PROBLEM - Make a verbatim copy of the records; pictures stay out.

PROVIDED RECORDS -
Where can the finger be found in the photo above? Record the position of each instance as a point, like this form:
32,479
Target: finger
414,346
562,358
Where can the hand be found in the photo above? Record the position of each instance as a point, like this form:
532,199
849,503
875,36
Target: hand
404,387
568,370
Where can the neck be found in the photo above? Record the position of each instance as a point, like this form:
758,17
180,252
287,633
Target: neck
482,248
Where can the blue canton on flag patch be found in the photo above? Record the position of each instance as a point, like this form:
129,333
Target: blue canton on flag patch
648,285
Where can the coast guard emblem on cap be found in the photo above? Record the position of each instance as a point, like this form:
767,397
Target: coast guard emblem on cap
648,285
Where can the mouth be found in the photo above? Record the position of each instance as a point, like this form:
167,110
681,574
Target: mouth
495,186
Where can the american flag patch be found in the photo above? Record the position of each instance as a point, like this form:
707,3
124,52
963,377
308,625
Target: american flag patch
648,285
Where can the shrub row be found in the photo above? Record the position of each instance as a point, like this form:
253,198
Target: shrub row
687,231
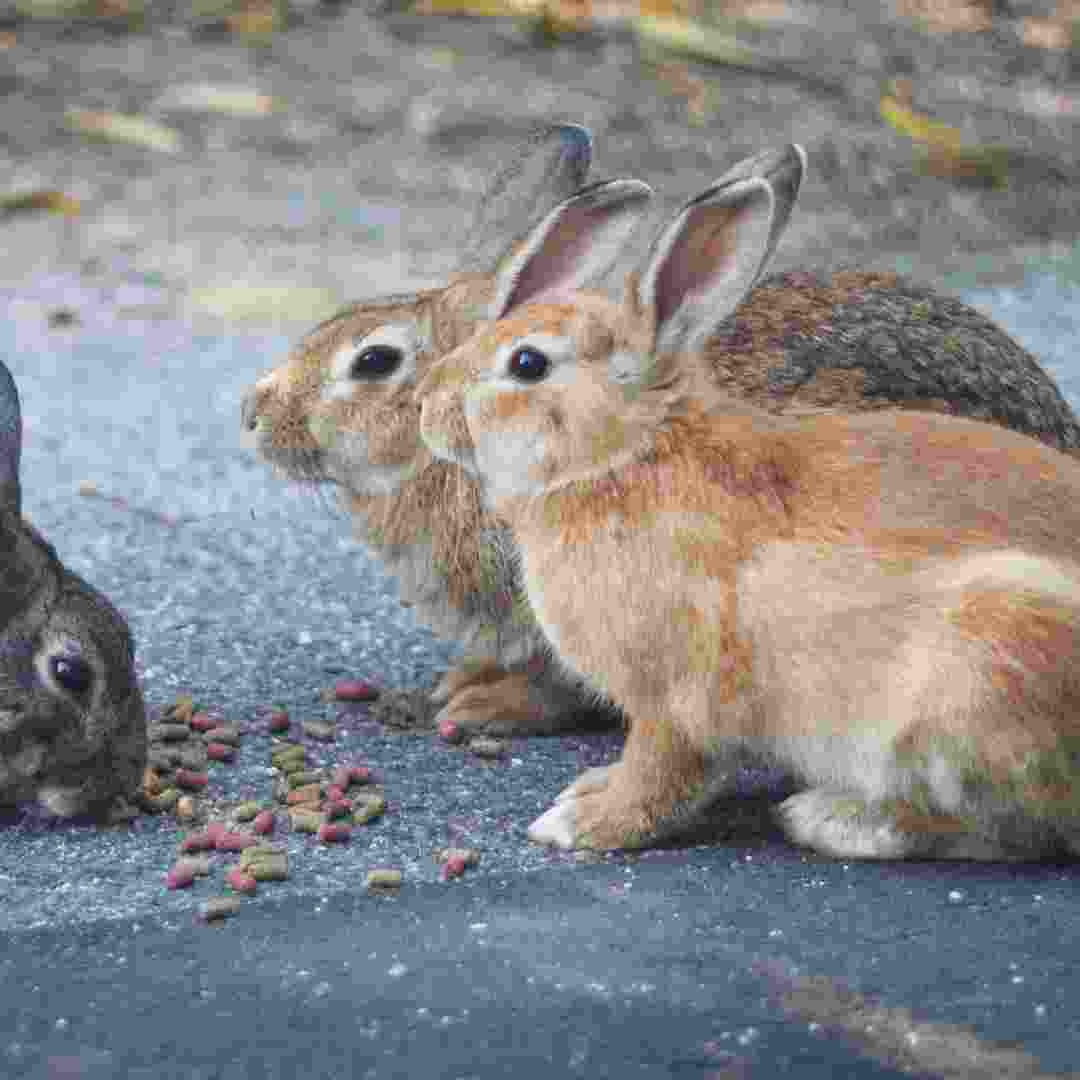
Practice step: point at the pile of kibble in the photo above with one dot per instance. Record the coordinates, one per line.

SOLVED PROBLEM -
Where can the finger be found in the photo above? Record the position of each instance as a point, like this form:
32,479
Target: finger
414,346
562,358
Where can the hand be found in the photo above? Record the position of each instance as a point, like this form:
532,199
849,503
875,36
Target: hand
404,387
568,370
Where can the neck be found in the photo above? Record the position of each instance as a point, like this form:
758,17
180,252
287,633
Target: neck
482,248
Where can the blue canton on flag patch be found in the photo above? Record the position of each instance as a point, like this form:
129,333
Target: blue canton on flag patch
648,285
Where can the coast guard emblem on cap be found in the photo above? Record the position of each instance as a point, like this form:
767,397
Target: coast guard emblem on cap
648,285
Where can the mouth be found in the photo above? Record the position of each instance as a point, like this form:
167,110
681,574
Target: mouth
495,186
Where can the american flag patch be found in the photo above? Record the position of each instance as a point, like this form:
707,3
124,52
963,377
308,625
Target: american flag patch
648,285
Where can the shrub row be found in the photo above? Record the position of each instance as a point, like this form:
253,198
Target: shrub row
687,231
Practice step: point at the pile of kibble in the photo above with one dot per instance. Record the coordinates, one per line.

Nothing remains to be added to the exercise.